[PROBLEM]: Write out each entry, exactly the way it appears.

Data listing
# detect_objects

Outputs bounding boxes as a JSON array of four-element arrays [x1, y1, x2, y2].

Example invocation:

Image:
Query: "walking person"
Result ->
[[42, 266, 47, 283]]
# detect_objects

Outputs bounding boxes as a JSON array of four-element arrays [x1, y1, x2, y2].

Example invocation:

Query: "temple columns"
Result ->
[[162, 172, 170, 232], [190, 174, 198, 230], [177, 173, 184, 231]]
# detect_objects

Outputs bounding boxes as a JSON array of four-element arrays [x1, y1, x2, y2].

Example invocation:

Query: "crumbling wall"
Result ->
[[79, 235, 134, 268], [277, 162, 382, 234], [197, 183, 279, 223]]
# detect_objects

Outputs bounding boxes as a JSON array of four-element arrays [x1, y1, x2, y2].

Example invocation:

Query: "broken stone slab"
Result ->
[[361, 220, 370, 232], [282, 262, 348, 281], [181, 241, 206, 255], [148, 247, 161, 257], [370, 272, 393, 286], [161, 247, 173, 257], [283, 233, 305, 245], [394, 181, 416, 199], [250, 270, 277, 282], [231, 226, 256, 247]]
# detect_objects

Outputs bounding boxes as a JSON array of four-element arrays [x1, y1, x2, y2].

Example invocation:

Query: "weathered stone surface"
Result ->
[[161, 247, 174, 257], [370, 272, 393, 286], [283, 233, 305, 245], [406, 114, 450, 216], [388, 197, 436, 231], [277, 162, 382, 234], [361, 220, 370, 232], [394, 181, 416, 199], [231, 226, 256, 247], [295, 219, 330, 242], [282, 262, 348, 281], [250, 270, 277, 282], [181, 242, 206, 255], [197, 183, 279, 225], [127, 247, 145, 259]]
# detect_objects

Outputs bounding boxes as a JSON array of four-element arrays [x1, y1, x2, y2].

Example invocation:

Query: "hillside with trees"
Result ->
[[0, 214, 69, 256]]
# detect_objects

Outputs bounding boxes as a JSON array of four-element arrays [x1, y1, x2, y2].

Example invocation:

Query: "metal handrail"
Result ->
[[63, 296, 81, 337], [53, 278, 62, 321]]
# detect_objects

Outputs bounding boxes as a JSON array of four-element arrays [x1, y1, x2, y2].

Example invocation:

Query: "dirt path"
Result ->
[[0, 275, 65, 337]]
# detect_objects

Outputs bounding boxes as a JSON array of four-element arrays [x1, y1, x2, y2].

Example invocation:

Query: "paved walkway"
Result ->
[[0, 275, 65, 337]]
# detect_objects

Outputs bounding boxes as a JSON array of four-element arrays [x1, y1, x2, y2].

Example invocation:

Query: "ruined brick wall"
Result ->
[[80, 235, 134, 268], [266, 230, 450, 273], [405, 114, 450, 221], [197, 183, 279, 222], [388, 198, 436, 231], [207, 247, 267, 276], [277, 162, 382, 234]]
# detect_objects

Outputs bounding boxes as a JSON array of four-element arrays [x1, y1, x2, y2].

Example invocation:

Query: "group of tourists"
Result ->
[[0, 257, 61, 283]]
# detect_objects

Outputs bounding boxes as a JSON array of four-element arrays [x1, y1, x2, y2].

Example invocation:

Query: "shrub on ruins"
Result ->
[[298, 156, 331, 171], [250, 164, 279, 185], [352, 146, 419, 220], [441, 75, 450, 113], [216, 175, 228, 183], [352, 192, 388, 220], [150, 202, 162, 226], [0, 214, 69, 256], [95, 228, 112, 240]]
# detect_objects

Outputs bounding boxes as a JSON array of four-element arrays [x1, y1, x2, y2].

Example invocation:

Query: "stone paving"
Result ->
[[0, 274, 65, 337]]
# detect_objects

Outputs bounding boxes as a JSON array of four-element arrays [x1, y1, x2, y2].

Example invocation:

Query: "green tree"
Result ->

[EXERCISE RESPONSE]:
# detect_objects

Outputs bounding boxes as a JSON array of four-element arrays [x1, y1, x2, y2].

Example invocation:

Image:
Query: "walking person"
Result ->
[[42, 266, 47, 283]]
# detect_objects

Outputs bounding boxes as a JSON array of four-element arrays [x1, y1, x2, y2].

Example invocation:

Query: "temple columns"
Result ->
[[162, 172, 170, 232], [190, 174, 198, 230], [177, 173, 184, 231]]
# detect_objects

Outputs bounding boxes as a JSON array of four-element arrays [x1, y1, x2, y2].

Example invocation:

Query: "crumbling wall"
Result ->
[[79, 235, 134, 268], [277, 162, 382, 234], [197, 183, 279, 223]]
# detect_objects

Outputs bounding boxes as a JSON array of four-element arrays [x1, y1, x2, y2].

Example invocation:

Query: "broken stone slab"
Result ->
[[361, 220, 370, 232], [282, 262, 348, 281], [181, 241, 206, 255], [148, 247, 161, 257], [370, 272, 393, 286], [161, 247, 173, 257], [283, 233, 305, 245], [394, 181, 416, 199], [250, 270, 277, 282], [231, 226, 256, 247]]
# detect_objects

Outputs bounding boxes as a JSON array of four-element arrays [x1, y1, x2, y2].

Example invocation:

Query: "weathered stone surface"
Result ->
[[161, 247, 174, 257], [370, 272, 393, 286], [283, 233, 305, 245], [406, 114, 450, 216], [388, 197, 436, 231], [277, 162, 382, 234], [361, 220, 370, 232], [394, 181, 416, 199], [231, 226, 256, 247], [295, 219, 330, 242], [282, 262, 348, 281], [250, 270, 277, 282], [181, 242, 206, 255], [197, 183, 279, 225], [127, 247, 145, 259]]
# detect_objects

Outputs bounding boxes as a JSON array of four-element arrays [x1, y1, x2, y2].

Example invocation:

Query: "hillside with trees"
Result ->
[[0, 214, 69, 256]]
# detect_objects

Outputs bounding boxes as a JSON array of four-element arrays [x1, y1, x2, y2].

Example invocation:

Query: "metal handrail"
Result ->
[[63, 296, 81, 337], [53, 278, 62, 321]]
# detect_objects

Outputs bounding boxes as a JSON array of four-element arrays [x1, y1, x2, y2].

Example invocation:

Query: "dirt path"
Result ->
[[0, 275, 65, 337]]
# detect_objects

Outputs bounding boxes as a JSON array of four-element arrays [x1, y1, x2, y2].

Example invocation:

Query: "paved walkway"
Result ->
[[0, 275, 65, 337]]
# detect_objects

Outputs bounding boxes as a JSON array of four-element arrays [x1, y1, x2, y2].

Example invocation:

Query: "ruined brick wall"
Result ->
[[80, 235, 134, 268], [266, 230, 450, 273], [405, 114, 450, 221], [197, 183, 279, 222], [388, 198, 436, 231], [207, 247, 267, 276], [277, 162, 382, 234]]
# detect_objects

Outputs bounding boxes as a JSON array of four-element arrays [x1, y1, x2, y2].

Example invocation:

Query: "group of tourists"
Result ->
[[0, 257, 61, 283]]
# detect_objects

Outputs bounding boxes as a JSON array of four-element arrays [x1, y1, x2, y2].

Example invocation:

Query: "shrub on ruins"
Result ->
[[298, 156, 331, 171], [250, 164, 279, 185], [352, 146, 419, 220], [441, 75, 450, 113], [216, 175, 228, 183], [352, 192, 388, 220], [150, 202, 162, 226], [0, 214, 69, 256], [95, 228, 112, 240]]
# detect_objects

Outputs bounding boxes as a JSON array of four-element arrays [x1, y1, x2, y2].

Example invocation:

Query: "stone paving"
Result ->
[[0, 274, 65, 337]]
# detect_objects

Outputs bounding boxes as a JSON array of four-element arrays [x1, y1, x2, y2].

Example invocation:

Query: "green tree"
Result ->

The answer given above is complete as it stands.